■ TEXTE FOURNI ■
^^^^^^^^
Est-ce la signature d'une époque définitivement raisonnable ? Dans un sondage paru cette semaine, une nette majorité de Français (58 %) se prononcent en faveur de l'interdiction pure et simple des apéros géant Facebook. Même les abonnés aux réseaux sociaux sont partisans d'une logique de prohibition. Et même les jeunes affichent une position plus radicale que celle de Brice Hortefeux ! Serait-on sérieux, désormais, quand on a 17 ans ?
La crainte l'emporte sur le sentiment. La prudence, sur l'élan. Ces rassemblements spontanés sont jugés « sympathiques » et « conviviaux » mais cet a priori positif ne résiste pas à la certitude qu'ils sont surtout « dangereux ». Comme le rappel à l'ordre d'une conscience grave et désenchantée. La hantise des débordements d'une foule incontrôlée tourne parfois au ridicule quand, comme à Strasbourg, vendredi soir, elle mobilise les forces de l'ordre au-delà du raisonnable au nom de la prévention d'une soirée... qui n'a existé qu'en rumeur...
Il y a eu le drame de Nantes, certes, mais d'autres apéros géants se sont bien passés, et bien terminés, il faut quand même le rappeler. Mais, c'est vrai aussi, il faudrait être de mauvaise foi pour minimiser les risques réels de telles manifestations. Pas de naïveté : il ne s'agit pas simplement d'une immense fête de voisins. On ne prévoit pas de réunir des milliers de personnes sur la place Broglie sans imaginer de possibles dérapages. Dégradation de mobilier urbain, déchets, vitrines explosées, malaises : le lot de nuisances potentielles est connu, et on peinera à trouver le moindre romantisme rimbaldien dans les beuveries générales ou le vandalisme des casseurs.
Faut-il pour autant renoncer définitivement au concept de ces invitations ouvertes en pleine ville ? Tirer un trait sur cette forme de liberté collective, au prétexte qu'elle serait condamnée par ses excès ? C'est la question qui est posée aux autorités... et à laquelle elles se gardent bien de répondre par une intransigeance théorique. Chacun pressent - et c'est une contradiction mise au jour par les enquêtes d'opinion - que de tels événements monstres, quelles que soient leurs formes, seront de plus en plus nombreux. Il y aura sans doute du monde ce soir au Champs-de-Mars et rien ne pourra vraiment l'empêcher.
C'est un phénomène irrésistible : de plus en plus nos sociétés modernes voudront instinctivement échapper à l'enfermement et aux solitudes que leur promettent les face-à-face avec les écrans d'ordinateur, et la désincarnation de la communication virtuelle.
Alors, il faudra sans doute trouver des compromis qui ne sont rien d'autres que des règles du jeu civilisées. Conditionner ces apéros à un encadrement organisé, strict et professionnel, ce n'est pas les étouffer. C'est préserver l'esprit qui les anime et leur garantir le meilleur : la rencontre.
^^^^^^^^
■ ENREGISTREMENTS EXTRAITS ■
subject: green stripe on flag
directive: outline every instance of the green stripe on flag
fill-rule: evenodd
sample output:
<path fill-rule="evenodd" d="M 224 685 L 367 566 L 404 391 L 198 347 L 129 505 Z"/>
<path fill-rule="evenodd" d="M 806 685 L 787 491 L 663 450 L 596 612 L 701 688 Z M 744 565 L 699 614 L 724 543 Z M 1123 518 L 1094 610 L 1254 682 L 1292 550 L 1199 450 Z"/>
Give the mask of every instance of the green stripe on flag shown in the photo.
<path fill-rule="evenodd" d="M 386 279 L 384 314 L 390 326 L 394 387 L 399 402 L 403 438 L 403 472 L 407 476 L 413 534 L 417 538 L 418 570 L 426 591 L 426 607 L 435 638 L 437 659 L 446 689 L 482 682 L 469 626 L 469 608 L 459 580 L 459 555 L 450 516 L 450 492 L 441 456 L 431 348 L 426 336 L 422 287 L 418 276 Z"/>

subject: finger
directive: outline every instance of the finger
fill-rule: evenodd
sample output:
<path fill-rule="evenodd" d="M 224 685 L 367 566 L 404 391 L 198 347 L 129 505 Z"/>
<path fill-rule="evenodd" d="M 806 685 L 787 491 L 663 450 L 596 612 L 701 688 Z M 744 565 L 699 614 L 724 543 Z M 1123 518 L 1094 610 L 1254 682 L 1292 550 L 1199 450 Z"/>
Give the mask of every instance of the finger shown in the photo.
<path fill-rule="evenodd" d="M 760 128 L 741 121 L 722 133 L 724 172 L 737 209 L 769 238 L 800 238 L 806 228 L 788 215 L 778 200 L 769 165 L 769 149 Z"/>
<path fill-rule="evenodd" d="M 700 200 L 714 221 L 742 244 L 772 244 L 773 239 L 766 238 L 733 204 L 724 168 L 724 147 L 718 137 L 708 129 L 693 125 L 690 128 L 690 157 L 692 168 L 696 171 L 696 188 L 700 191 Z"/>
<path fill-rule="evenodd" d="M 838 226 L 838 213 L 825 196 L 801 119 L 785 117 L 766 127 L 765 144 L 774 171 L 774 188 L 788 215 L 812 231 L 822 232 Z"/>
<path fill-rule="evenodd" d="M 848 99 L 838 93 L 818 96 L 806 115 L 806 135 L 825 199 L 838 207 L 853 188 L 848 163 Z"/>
^^^^^^^^
■ CONSIGNE ■
Recopiez le passage du texte sur les apéros géants Facebook, en commençant à « C'est un phénomène » et en terminant à « meilleur : la rencontre. ».

■ RÉPONSE ATTENDUE ■
C'est un phénomène irrésistible : de plus en plus nos sociétés modernes voudront instinctivement échapper à l'enfermement et aux solitudes que leur promettent les face-à-face avec les écrans d'ordinateur, et la désincarnation de la communication virtuelle.
Alors, il faudra sans doute trouver des compromis qui ne sont rien d'autres que des règles du jeu civilisées. Conditionner ces apéros à un encadrement organisé, strict et professionnel, ce n'est pas les étouffer. C'est préserver l'esprit qui les anime et leur garantir le meilleur : la rencontre.